TASK DIRECTIONS:
Return every line of the records below word for word, with nothing changed.

··· DATA IN THIS EXERCISE ···

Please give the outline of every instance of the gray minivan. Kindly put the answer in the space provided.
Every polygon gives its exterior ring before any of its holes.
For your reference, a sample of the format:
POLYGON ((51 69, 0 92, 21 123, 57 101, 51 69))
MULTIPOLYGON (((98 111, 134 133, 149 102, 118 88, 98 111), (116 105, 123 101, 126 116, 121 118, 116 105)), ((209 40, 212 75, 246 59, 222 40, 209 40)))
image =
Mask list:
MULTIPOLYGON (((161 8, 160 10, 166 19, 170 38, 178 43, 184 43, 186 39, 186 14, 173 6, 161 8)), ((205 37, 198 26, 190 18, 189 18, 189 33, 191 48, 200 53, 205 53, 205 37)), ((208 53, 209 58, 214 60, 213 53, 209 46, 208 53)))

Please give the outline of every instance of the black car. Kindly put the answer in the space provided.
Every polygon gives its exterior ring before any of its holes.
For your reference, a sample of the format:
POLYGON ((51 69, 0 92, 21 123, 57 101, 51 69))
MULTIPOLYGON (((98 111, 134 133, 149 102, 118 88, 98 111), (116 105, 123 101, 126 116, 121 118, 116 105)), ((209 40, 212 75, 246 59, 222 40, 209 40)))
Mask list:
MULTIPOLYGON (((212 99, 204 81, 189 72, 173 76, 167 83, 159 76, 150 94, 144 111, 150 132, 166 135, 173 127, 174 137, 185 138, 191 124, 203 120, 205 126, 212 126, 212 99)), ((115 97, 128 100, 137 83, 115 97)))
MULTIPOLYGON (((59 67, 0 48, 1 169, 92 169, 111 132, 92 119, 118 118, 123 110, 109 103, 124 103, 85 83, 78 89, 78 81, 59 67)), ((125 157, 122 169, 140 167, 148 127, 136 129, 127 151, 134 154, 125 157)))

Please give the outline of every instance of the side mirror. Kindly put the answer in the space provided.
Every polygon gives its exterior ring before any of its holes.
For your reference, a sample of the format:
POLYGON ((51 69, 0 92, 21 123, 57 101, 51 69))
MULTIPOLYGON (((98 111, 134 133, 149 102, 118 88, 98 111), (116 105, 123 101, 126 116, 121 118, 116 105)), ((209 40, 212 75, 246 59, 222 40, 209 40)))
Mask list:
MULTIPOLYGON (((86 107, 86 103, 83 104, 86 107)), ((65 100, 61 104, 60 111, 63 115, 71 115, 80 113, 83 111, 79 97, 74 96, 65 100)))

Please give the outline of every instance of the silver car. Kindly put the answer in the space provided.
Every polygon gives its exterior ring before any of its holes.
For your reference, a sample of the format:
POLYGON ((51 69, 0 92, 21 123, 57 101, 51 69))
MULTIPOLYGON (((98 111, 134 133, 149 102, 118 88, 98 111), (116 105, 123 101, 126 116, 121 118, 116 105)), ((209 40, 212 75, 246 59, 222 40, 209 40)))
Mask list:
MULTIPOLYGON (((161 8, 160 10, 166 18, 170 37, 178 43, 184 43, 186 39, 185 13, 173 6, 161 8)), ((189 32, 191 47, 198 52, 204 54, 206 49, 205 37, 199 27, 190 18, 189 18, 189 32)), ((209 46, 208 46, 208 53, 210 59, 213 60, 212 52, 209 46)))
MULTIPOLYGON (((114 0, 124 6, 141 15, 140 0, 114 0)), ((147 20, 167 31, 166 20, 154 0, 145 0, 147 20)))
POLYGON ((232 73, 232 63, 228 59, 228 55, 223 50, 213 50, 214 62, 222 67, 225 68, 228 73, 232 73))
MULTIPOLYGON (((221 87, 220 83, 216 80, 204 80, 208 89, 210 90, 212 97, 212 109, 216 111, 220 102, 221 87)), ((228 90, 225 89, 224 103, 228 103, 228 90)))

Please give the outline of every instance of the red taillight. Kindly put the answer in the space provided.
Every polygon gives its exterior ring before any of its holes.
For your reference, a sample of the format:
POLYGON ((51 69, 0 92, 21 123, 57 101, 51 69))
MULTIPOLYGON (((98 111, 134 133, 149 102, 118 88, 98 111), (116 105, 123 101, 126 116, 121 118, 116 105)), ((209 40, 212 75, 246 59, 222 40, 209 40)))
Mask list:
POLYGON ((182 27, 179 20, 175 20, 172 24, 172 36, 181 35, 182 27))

···

REPLY TO THE TASK:
Please give the outline of every instance of the gray minivan. Kindly put the answer in the space provided.
Every polygon gives its exterior ring before any of its holes.
For your reference, a sample of the format:
POLYGON ((51 69, 0 92, 21 123, 57 101, 51 69))
MULTIPOLYGON (((98 111, 134 133, 149 102, 118 88, 98 111), (116 105, 123 101, 126 116, 121 118, 116 105)), ((209 40, 212 75, 246 59, 222 40, 209 40)))
image =
Mask list:
MULTIPOLYGON (((161 8, 160 10, 166 19, 170 38, 178 43, 184 43, 186 39, 186 14, 173 6, 161 8)), ((205 37, 198 26, 190 18, 189 18, 189 33, 191 48, 200 53, 205 53, 205 37)), ((208 53, 209 58, 214 60, 213 53, 209 46, 208 53)))

Please give the outline of every instance of the black car. Kindly put the answer in the space provided.
Every polygon gives its exterior ring before any of its holes.
For your reference, a sample of the format:
POLYGON ((51 69, 0 92, 21 123, 57 101, 51 69))
MULTIPOLYGON (((98 111, 134 133, 149 102, 118 88, 98 111), (116 105, 123 101, 126 116, 121 118, 116 105)), ((209 40, 212 75, 246 59, 222 40, 209 40)))
Mask list:
MULTIPOLYGON (((212 99, 204 81, 189 72, 173 76, 167 83, 159 76, 150 94, 144 111, 150 132, 166 135, 173 127, 174 137, 185 138, 191 124, 203 120, 205 126, 212 126, 212 99)), ((115 97, 128 100, 137 83, 115 97)))
MULTIPOLYGON (((59 67, 0 48, 1 169, 92 169, 111 132, 92 119, 118 118, 123 110, 109 103, 124 103, 85 83, 78 89, 78 81, 59 67)), ((125 157, 122 169, 140 167, 148 127, 136 129, 127 151, 134 154, 125 157)))

Please give the outline of every instance of the side mirror. Kindly put the answer in the space provided.
Every polygon gives its exterior ring before any of its holes.
For your reference, a sample of the format:
POLYGON ((51 69, 0 92, 21 123, 57 101, 51 69))
MULTIPOLYGON (((98 111, 134 133, 149 102, 118 88, 98 111), (116 105, 123 101, 126 116, 121 118, 116 105)), ((209 40, 212 75, 246 59, 222 40, 209 40)))
Mask list:
MULTIPOLYGON (((86 107, 86 103, 83 104, 86 107)), ((65 100, 61 104, 60 111, 63 115, 71 115, 80 113, 83 111, 79 97, 74 96, 65 100)))

Please give the outline of every instance of the silver car. Kindly put the answer in the space provided.
Every polygon gives its exterior ring before any of its holes.
For your reference, a sample of the format:
POLYGON ((51 69, 0 92, 21 123, 57 101, 51 69))
MULTIPOLYGON (((98 111, 134 133, 149 102, 118 88, 98 111), (116 105, 123 101, 126 116, 121 118, 116 105)), ((209 40, 212 75, 246 59, 222 40, 209 40)))
Mask list:
MULTIPOLYGON (((161 8, 160 10, 166 18, 170 37, 178 43, 184 43, 186 39, 185 13, 173 6, 161 8)), ((189 32, 191 47, 198 52, 204 54, 206 49, 205 37, 199 27, 190 18, 189 18, 189 32)), ((209 46, 208 46, 208 53, 210 59, 213 60, 212 52, 209 46)))
MULTIPOLYGON (((114 0, 124 6, 141 15, 140 0, 114 0)), ((147 20, 167 31, 166 20, 154 0, 145 0, 147 20)))
POLYGON ((232 73, 232 63, 228 59, 228 55, 223 50, 213 50, 214 62, 222 67, 225 68, 228 73, 232 73))
MULTIPOLYGON (((221 87, 220 83, 216 80, 204 80, 208 89, 210 90, 212 97, 212 109, 216 111, 220 102, 221 87)), ((228 90, 225 89, 224 103, 228 103, 228 90)))

Please give the outline of every instance of the red taillight. Kindly put the answer in the space provided.
Every polygon gives its exterior ring before any of its holes.
For your reference, a sample of the format:
POLYGON ((51 69, 0 92, 21 123, 57 101, 51 69))
MULTIPOLYGON (((98 111, 134 133, 149 102, 118 88, 98 111), (116 105, 123 101, 126 116, 121 118, 116 105)), ((209 40, 212 75, 246 59, 222 40, 209 40)))
Mask list:
POLYGON ((182 27, 179 20, 175 20, 172 24, 172 36, 181 35, 182 27))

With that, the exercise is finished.